** Start of Data for this exercise **

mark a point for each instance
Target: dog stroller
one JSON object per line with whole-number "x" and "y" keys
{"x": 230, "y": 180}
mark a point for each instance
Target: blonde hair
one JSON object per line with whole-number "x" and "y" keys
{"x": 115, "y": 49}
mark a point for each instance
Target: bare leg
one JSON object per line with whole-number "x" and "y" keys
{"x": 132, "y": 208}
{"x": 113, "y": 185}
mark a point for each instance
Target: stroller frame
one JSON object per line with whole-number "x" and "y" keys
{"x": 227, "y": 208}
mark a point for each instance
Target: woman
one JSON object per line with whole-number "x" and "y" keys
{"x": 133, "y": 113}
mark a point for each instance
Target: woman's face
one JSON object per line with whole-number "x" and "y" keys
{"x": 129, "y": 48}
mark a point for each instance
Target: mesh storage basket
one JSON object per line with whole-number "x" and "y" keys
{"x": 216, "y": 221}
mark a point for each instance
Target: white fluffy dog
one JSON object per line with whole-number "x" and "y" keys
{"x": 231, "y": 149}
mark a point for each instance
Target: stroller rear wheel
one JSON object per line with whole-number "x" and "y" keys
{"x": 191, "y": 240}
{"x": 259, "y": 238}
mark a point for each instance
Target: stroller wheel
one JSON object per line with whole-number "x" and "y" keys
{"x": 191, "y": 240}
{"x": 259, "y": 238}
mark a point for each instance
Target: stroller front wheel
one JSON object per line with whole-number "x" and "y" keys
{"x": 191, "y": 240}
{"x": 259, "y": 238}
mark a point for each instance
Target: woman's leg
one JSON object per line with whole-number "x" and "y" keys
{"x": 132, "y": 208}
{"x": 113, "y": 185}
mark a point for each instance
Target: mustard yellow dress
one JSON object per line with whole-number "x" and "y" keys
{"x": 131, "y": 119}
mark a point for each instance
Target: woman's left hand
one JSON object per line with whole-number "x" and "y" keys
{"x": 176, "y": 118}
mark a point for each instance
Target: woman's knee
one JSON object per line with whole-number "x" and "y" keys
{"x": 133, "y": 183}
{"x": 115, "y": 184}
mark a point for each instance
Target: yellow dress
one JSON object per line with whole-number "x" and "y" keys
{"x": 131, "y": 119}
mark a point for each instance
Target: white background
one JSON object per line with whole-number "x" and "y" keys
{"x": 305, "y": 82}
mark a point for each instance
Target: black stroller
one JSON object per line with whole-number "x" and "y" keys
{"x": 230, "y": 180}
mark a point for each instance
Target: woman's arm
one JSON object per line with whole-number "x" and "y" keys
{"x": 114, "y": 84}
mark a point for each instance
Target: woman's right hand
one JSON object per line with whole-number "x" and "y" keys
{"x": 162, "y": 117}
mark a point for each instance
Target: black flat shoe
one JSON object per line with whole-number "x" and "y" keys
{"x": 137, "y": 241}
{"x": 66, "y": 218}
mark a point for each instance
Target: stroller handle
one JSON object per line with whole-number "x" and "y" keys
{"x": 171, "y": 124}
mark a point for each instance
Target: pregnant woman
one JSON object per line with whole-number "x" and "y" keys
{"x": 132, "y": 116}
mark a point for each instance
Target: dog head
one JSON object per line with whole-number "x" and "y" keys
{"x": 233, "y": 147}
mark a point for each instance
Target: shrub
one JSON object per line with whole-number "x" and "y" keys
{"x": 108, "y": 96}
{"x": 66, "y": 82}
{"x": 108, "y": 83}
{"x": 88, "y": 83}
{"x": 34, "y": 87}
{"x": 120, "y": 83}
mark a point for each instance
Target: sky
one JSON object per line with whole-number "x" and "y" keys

** End of Data for this exercise **

To be done: Output all of the material, please, exactly as it stands.

Solution to this exercise:
mark a point for each instance
Target: dog stroller
one JSON object per line with whole-number "x" and "y" keys
{"x": 230, "y": 180}
mark a point for each instance
Target: blonde hair
one JSON object per line with whole-number "x" and "y" keys
{"x": 115, "y": 49}
mark a point for each instance
Target: bare leg
one JSON object per line with whole-number "x" and "y" keys
{"x": 132, "y": 208}
{"x": 113, "y": 185}
mark a point for each instance
Target: stroller frame
one JSON object per line with whole-number "x" and "y" keys
{"x": 227, "y": 208}
mark a point for each instance
Target: woman
one JSON object per line with whole-number "x" and "y" keys
{"x": 133, "y": 113}
mark a point for each instance
Target: woman's face
one JSON object per line with whole-number "x" and "y" keys
{"x": 129, "y": 48}
mark a point for each instance
Target: mesh storage basket
one JSON object per line with whole-number "x" and "y" keys
{"x": 216, "y": 221}
mark a point for each instance
Target: white fluffy dog
one JSON object per line with whole-number "x" and "y" keys
{"x": 231, "y": 149}
mark a point for each instance
Target: stroller rear wheel
one JSON object per line with whole-number "x" and "y" keys
{"x": 191, "y": 240}
{"x": 259, "y": 238}
mark a point for each instance
Target: stroller wheel
one JSON object per line with whole-number "x" and "y" keys
{"x": 191, "y": 240}
{"x": 259, "y": 238}
mark a point for each instance
Target: stroller front wheel
one JSON object per line with whole-number "x" and "y" keys
{"x": 191, "y": 240}
{"x": 259, "y": 238}
mark a point for each instance
Target: woman's leg
one JSON object per line with whole-number "x" and "y" keys
{"x": 132, "y": 208}
{"x": 113, "y": 185}
mark a point for each instance
Target: mustard yellow dress
one JSON object per line with whole-number "x" and "y" keys
{"x": 131, "y": 119}
mark a point for each instance
Target: woman's left hand
one JSON object per line with whole-number "x" and "y" keys
{"x": 176, "y": 118}
mark a point for each instance
Target: woman's knee
one JSON object per line with whole-number "x" and "y" keys
{"x": 133, "y": 183}
{"x": 115, "y": 184}
mark a point for each instance
Target: yellow dress
one JSON object per line with whole-number "x" and "y" keys
{"x": 131, "y": 119}
mark a point for each instance
Target: white background
one JSON object per line with whole-number "x" and "y" keys
{"x": 305, "y": 82}
mark a point for each instance
Target: black stroller
one JSON object per line with whole-number "x" and "y" keys
{"x": 230, "y": 180}
mark a point for each instance
Target: woman's arm
one JSON object per line with whole-number "x" and "y" keys
{"x": 114, "y": 84}
mark a point for each instance
Target: woman's right hand
one JSON object per line with whole-number "x" and "y" keys
{"x": 162, "y": 117}
mark a point for each instance
Target: black flat shoe
one JSON object per line with whole-number "x" and "y" keys
{"x": 137, "y": 241}
{"x": 66, "y": 218}
mark a point for each instance
Target: stroller handle
one JSON object per line with whole-number "x" and "y" keys
{"x": 171, "y": 124}
mark a point for each instance
Target: pregnant woman
one JSON object per line with whole-number "x" and "y" keys
{"x": 132, "y": 116}
mark a point for each instance
Target: dog head
one JSON object per line with whole-number "x" and "y" keys
{"x": 233, "y": 147}
mark a point for each instance
Target: shrub
one JSON object per line with whole-number "x" and "y" keys
{"x": 108, "y": 96}
{"x": 66, "y": 82}
{"x": 108, "y": 83}
{"x": 88, "y": 83}
{"x": 34, "y": 87}
{"x": 120, "y": 83}
mark a point for each instance
Target: sky
one JSON object per line with whole-number "x" and "y" keys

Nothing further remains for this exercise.